SUPPLIED MATERIAL ->
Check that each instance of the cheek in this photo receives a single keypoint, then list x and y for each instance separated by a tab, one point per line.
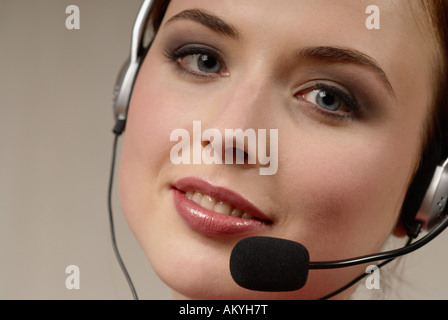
346	192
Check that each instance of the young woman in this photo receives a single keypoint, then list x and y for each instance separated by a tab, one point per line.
360	114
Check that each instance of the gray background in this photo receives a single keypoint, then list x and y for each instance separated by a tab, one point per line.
55	147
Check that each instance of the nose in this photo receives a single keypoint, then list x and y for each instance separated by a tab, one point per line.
245	106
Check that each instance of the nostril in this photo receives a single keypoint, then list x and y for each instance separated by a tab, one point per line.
236	156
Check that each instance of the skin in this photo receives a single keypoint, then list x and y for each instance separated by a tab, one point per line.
340	183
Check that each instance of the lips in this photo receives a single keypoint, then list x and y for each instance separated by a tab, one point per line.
216	210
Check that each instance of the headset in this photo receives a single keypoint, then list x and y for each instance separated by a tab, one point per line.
429	214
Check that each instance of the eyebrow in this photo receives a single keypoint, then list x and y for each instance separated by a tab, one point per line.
209	20
341	54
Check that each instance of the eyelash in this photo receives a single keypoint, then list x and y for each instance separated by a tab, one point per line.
175	56
347	99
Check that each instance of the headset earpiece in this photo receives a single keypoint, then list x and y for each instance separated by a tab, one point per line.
128	73
433	211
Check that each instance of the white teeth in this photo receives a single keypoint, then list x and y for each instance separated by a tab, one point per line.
210	203
223	207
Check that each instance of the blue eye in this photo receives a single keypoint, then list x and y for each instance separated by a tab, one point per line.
324	99
201	63
332	100
198	60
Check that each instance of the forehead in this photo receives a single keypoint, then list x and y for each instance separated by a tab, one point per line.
342	22
401	45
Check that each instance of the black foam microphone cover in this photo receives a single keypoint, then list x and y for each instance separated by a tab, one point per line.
269	264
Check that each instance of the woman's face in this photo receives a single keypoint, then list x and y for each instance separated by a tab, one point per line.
349	104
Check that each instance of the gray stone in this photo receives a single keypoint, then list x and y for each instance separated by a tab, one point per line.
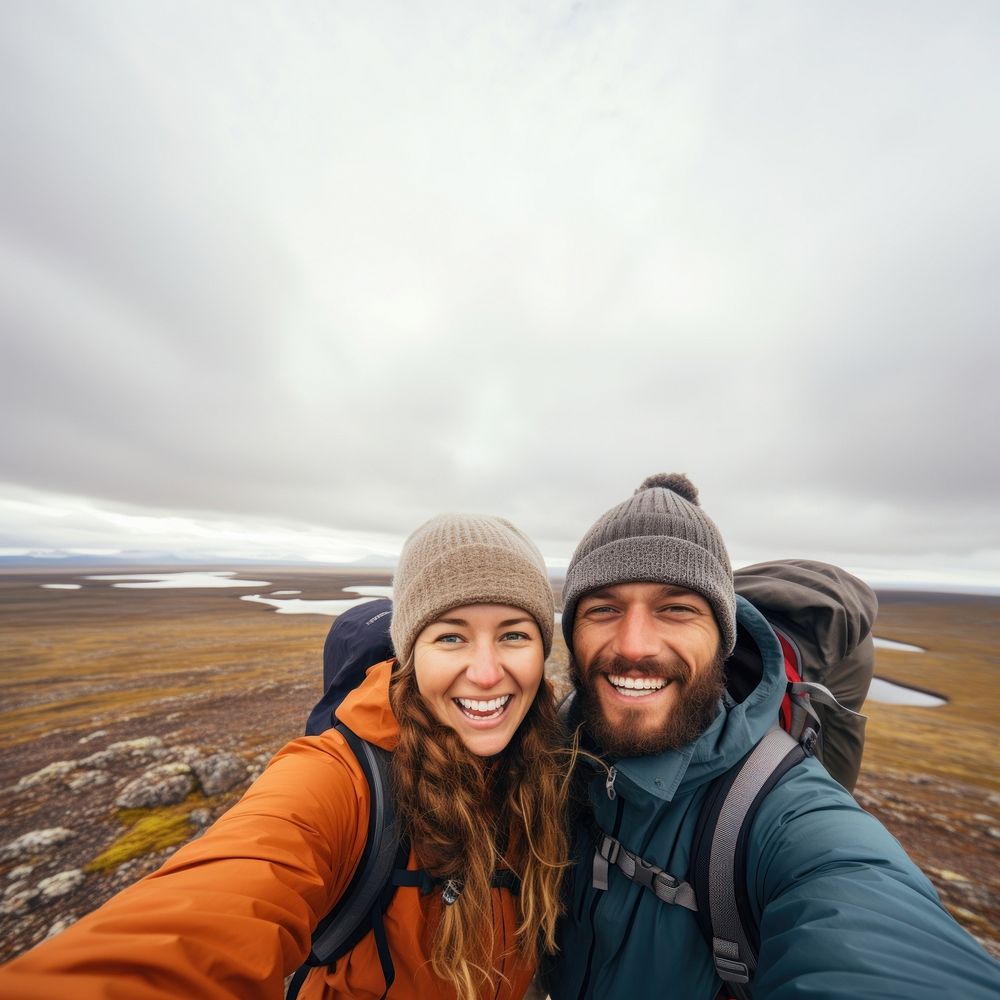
55	771
61	884
163	785
18	902
36	840
93	736
59	926
200	817
186	753
220	772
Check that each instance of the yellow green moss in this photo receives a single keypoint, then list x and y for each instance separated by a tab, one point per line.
148	830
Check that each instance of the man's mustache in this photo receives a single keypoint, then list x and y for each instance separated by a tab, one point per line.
670	669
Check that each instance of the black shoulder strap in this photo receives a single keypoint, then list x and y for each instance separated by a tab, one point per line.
360	908
719	856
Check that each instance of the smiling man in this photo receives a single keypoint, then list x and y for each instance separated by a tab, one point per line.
832	904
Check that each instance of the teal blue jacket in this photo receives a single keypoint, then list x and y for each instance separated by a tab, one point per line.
842	910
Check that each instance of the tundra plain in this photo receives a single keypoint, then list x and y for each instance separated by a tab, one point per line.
101	683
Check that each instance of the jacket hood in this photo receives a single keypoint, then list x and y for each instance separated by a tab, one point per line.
738	725
366	709
357	639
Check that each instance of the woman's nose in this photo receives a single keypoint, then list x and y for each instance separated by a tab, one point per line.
636	637
484	669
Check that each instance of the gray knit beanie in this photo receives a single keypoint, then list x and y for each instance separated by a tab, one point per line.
659	535
457	559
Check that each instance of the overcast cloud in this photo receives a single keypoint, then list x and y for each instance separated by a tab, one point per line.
307	274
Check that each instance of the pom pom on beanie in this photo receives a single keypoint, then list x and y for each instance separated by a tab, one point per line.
659	535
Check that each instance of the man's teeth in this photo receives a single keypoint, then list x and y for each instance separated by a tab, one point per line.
492	705
636	687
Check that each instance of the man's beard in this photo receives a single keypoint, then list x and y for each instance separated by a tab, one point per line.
693	710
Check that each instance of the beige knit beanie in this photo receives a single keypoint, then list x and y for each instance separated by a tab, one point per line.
457	559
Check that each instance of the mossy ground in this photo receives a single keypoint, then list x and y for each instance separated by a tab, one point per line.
204	667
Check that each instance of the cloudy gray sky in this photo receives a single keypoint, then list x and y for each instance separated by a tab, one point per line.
286	279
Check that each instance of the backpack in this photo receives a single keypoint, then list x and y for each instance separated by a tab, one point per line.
830	613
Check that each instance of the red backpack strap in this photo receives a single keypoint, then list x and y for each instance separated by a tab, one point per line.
793	673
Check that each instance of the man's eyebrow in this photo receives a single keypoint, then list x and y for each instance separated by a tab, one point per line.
515	621
666	589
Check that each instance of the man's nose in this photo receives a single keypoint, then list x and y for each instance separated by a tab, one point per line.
636	638
484	669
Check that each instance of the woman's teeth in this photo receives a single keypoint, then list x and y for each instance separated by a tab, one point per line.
477	709
636	687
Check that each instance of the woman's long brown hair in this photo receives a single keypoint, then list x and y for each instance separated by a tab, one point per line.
467	816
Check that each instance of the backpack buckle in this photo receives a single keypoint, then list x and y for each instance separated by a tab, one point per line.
730	970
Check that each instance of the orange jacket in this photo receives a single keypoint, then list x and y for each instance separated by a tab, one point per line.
230	915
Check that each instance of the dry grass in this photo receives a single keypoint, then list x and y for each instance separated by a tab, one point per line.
207	668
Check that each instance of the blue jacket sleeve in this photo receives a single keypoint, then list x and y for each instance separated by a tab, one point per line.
842	910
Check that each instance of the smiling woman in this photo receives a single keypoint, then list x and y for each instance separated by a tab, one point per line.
478	668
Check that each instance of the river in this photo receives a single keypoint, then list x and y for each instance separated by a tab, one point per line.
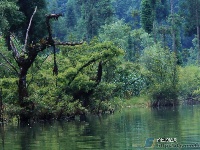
131	128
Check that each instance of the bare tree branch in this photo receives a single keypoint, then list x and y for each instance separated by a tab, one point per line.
24	50
69	43
9	63
14	49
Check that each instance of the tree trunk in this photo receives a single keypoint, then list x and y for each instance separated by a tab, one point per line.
197	25
173	32
27	106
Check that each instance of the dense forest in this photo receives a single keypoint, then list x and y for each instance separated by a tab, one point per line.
61	58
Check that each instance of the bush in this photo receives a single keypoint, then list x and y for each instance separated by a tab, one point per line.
160	70
189	82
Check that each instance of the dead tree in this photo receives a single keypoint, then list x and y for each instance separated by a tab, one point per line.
25	58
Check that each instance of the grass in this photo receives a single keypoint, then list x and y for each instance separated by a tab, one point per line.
139	101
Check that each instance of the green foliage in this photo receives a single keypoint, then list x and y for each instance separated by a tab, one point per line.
146	16
161	75
10	16
189	82
38	27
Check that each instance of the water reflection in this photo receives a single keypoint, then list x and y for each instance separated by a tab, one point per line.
128	129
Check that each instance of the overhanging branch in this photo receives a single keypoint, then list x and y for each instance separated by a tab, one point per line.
9	63
24	50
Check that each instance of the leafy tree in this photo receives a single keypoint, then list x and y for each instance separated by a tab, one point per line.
38	23
93	15
191	13
161	73
147	16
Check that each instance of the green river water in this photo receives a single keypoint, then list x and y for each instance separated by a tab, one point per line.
129	129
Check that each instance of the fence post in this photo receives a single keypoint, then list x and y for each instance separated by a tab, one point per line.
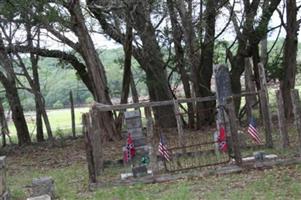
86	120
233	127
264	102
179	124
94	139
151	139
250	100
72	114
281	120
297	113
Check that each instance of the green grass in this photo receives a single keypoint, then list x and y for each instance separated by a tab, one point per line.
71	183
60	122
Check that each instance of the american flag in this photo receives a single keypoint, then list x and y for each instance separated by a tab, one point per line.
164	152
222	141
252	130
130	149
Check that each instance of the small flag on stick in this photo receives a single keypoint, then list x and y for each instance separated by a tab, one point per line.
130	149
252	130
164	152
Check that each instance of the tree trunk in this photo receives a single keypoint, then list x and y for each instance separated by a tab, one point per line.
289	56
152	62
179	51
135	96
39	122
126	80
95	68
207	113
3	124
17	115
12	95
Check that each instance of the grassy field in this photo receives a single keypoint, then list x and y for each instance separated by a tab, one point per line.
60	121
66	164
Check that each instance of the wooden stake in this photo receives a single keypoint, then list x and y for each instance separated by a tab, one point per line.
281	120
233	127
151	139
264	102
72	115
297	113
179	124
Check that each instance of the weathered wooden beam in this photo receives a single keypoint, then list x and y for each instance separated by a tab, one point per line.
151	139
297	113
181	138
264	102
104	107
86	120
281	120
72	114
233	127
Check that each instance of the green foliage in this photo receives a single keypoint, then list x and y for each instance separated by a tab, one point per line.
58	104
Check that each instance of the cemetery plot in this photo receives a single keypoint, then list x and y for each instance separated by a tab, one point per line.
195	156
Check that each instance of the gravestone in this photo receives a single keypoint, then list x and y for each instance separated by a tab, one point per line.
223	84
134	127
223	90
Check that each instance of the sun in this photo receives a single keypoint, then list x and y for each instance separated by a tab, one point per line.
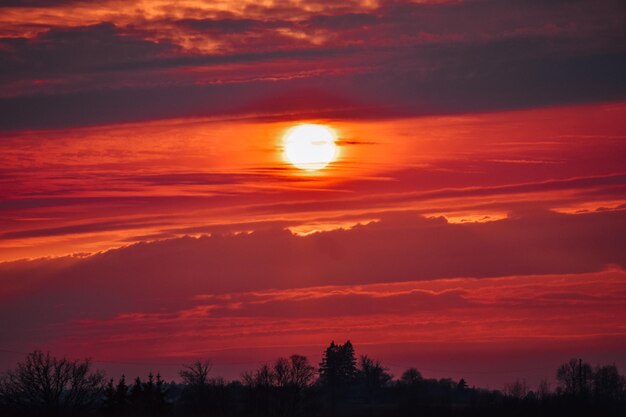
310	147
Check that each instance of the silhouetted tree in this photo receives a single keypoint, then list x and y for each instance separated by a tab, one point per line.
462	385
45	385
608	384
518	389
196	394
121	395
337	369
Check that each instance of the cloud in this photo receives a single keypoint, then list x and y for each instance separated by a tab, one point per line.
370	64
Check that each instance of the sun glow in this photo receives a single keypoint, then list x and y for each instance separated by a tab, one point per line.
310	147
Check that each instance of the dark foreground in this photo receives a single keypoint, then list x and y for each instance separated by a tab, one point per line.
342	385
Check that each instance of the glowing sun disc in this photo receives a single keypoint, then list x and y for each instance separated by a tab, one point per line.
309	146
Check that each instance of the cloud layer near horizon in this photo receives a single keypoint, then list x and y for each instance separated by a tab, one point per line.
476	210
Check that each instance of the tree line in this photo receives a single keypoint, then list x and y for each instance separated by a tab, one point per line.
343	384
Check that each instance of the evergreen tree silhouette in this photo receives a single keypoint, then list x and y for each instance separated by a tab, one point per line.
337	369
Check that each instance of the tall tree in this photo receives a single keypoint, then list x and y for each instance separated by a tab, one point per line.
43	384
337	369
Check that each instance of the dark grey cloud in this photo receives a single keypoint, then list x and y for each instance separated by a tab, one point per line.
399	60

INSTRUCTION -> Each line from the one with "Check that each instance of the cloud layer" through the last line of the records must be written out word for word. Include nothing else.

CORRECT ANSWER ->
Check that each instance of the cloud layer near horizon in this photo receives a single keypoint, then list x and y for each instance separated by a tab, one point per line.
476	210
Check that each instance of the tree line in this photo receives a single keypoint, then list x and y for each instance separated by a tab, one point per line.
343	384
Check that each instance of the evergreen tree silhouette in this photo receives a single keypoint, then list x and y for each instance separated by a tab, one point per line.
337	369
Check that each instance of the tall tree in this photo receives a single keypoint, then list x and y for each instance separated by a tab, one point per line.
43	384
337	369
Check that each instance of the dark grey cloud in this photo receives a single keypoint, then list x and y for each instance separated by a tab, one point per line.
399	60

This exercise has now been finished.